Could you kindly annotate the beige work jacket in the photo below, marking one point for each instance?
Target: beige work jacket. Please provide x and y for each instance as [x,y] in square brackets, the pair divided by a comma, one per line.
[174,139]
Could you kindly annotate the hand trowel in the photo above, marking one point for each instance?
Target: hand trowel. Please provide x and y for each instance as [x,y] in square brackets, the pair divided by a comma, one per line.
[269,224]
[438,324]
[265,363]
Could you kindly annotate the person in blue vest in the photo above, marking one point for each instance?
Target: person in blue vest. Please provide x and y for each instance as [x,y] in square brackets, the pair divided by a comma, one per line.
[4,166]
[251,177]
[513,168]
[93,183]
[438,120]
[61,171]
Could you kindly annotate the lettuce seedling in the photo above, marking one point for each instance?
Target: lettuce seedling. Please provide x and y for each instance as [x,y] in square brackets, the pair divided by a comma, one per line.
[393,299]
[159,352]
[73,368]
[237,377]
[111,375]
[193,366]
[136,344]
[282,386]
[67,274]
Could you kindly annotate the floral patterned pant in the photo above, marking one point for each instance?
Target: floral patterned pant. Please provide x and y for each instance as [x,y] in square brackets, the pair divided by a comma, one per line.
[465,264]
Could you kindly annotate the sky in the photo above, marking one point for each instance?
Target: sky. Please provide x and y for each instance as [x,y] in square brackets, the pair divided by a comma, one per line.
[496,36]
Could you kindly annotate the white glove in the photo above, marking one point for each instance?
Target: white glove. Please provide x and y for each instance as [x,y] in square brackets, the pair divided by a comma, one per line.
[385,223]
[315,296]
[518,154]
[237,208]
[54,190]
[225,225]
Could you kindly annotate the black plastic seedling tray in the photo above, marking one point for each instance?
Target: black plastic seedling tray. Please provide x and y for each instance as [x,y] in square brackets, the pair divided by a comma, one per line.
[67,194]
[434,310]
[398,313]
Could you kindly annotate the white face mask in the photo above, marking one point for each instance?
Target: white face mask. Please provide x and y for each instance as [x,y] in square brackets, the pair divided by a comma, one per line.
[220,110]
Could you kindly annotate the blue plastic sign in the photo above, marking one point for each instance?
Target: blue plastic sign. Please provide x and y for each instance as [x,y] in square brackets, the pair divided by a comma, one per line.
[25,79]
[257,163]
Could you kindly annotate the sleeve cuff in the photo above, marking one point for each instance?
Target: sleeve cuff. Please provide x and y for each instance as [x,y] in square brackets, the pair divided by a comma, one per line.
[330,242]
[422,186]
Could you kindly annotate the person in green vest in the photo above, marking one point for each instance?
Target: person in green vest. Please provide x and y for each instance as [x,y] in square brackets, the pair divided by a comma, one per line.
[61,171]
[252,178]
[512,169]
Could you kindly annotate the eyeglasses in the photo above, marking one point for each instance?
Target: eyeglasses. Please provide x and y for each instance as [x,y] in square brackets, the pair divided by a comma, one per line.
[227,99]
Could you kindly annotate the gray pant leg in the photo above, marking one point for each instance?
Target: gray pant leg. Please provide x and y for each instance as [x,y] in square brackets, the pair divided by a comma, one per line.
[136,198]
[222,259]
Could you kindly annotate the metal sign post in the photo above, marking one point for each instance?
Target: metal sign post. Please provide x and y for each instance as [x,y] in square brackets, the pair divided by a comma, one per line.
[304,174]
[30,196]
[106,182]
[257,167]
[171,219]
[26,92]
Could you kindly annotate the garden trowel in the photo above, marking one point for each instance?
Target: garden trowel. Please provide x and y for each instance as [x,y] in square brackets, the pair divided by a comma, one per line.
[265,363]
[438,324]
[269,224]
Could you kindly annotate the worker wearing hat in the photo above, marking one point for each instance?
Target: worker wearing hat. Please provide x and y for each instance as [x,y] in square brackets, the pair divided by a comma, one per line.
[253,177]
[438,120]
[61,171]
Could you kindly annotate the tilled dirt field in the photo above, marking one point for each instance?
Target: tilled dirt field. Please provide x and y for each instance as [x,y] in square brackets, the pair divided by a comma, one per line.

--

Substitute "please" for each occurrence of "kindly" in all the entries above, and reproduce everything else unchanged.

Could you please annotate the beige work jacket in the photo below, marking one point for each instance?
Target: beige work jacket. Please provide x and y for each instance as [x,y] in square brackets, the pair divided by a comma, one per line.
[174,139]
Could you please annotate the hand trowel in the photo above, marking one point for each instance?
Target: hand trowel. Please provide x and y for each instance as [x,y] in square brackets, the pair divided by a comma, one per line.
[269,224]
[438,324]
[265,363]
Could you please annotate the person in blue vest in the photo above, marking one point for each instance?
Target: person in blue vest. Please provide x and y for each instance as [x,y] in square brackets, the pair divided by a comma, one per line.
[4,166]
[251,177]
[513,168]
[93,183]
[438,120]
[61,171]
Could you please annotate the lettuce seedling in the photo above, marking one point for each instance?
Target: lettuce seedling. Please provide x and y for each instance as [x,y] in square brackets, the pair divided by a comma, one per line.
[393,299]
[159,352]
[73,368]
[237,377]
[111,375]
[193,366]
[136,344]
[282,386]
[67,274]
Could you please annotate the floral patterned pant in the photo above, marking one point for each instance?
Target: floral patterned pant. Please provide x and y for each instance as [x,y] in square brackets, the pair divided by a comma, one per line.
[465,264]
Could you please annotate the sky in the photo above, marking one point for each instance?
Target: sky. Please provide x and y for each instance as [x,y] in square brackets, the pair divided by a comma, one per line.
[496,36]
Could you please annotate the white glove in the photo above, marking one point for each instance?
Target: white glove. Please provide x and y for each instance as [x,y] in square brackets, the pair divided by a comma, one per line.
[385,223]
[315,296]
[518,154]
[237,208]
[54,190]
[225,225]
Could you please annotate the black plastic seedling tray in the photo above, marking one point for each instance?
Target: black plastic seedling tray. Please provide x and y for each instance as [x,y] in square brackets, the pair divided by a comma, one per line.
[67,194]
[434,310]
[398,313]
Could you please annotate the white face mask in the photo above, marking one point for each instance?
Target: white face mask. Please provide x and y for each instance as [x,y] in square brackets, the pair divided by a comma, one per line.
[220,110]
Could you please annotate the blue plastic sign in the photo above, marking one point for each instance?
Target: blue plastic sign. Please provide x and y for each instance as [x,y] in square brackets, the pair divided by a comma, one per line.
[25,79]
[257,163]
Could you please annotate the sleeve cuff in the photo above, marking one point for each instance?
Target: sleeve cuff. Please provide x and y for each instance as [x,y] in square brackets, the pair divided by a comma, one per line.
[330,242]
[422,186]
Could you please annotate the person in green vest in the photo above, marking one point for each instance?
Target: person in green vest. Please provide x and y for each instance as [x,y] in square brackets, the pair divided by a comma, one per line.
[61,171]
[252,178]
[512,169]
Could you please annotate the eyeglasses in the photo above, marking one point for each instance?
Target: eyeglasses. Please provide x and y for each instance as [x,y] in square brackets, the pair divided by a comma, one per line.
[227,99]
Could you please annotate the gray pant leg in the photo above, marking one point for each instance?
Target: gray pant leg. Please provide x and y for each instance as [x,y] in square brackets, the pair divided by a comma, one per line.
[136,198]
[222,259]
Could you please annotate the metal sign post in the photo above, marking one point for each instance?
Target: metal sign post. Please provide x and y for each instance as [x,y] in square brackets, the pair divided by a comma, one per line.
[304,174]
[30,196]
[106,182]
[257,167]
[171,219]
[26,92]
Could you please annotate the garden trowel in the photo above, marking one point for each instance?
Target: garden trowel. Please provide x and y for each instance as [x,y] in square brackets, the pair divided by a comma, one per line.
[265,363]
[438,324]
[269,224]
Could you please annotate the worker wearing hat in the photo above, marking one point for each instance?
Target: worker wearing hat. Please provide x and y for each instance as [x,y] in square brackets, the pair divided by a comma, one per line.
[253,177]
[438,120]
[61,171]
Could you please annotate the tilled dirt field in the photo above, marking one point for each instance?
Target: tilled dirt field. Please provide x and y for each instance as [x,y] in square brackets, the pair divided by a comma, one per line.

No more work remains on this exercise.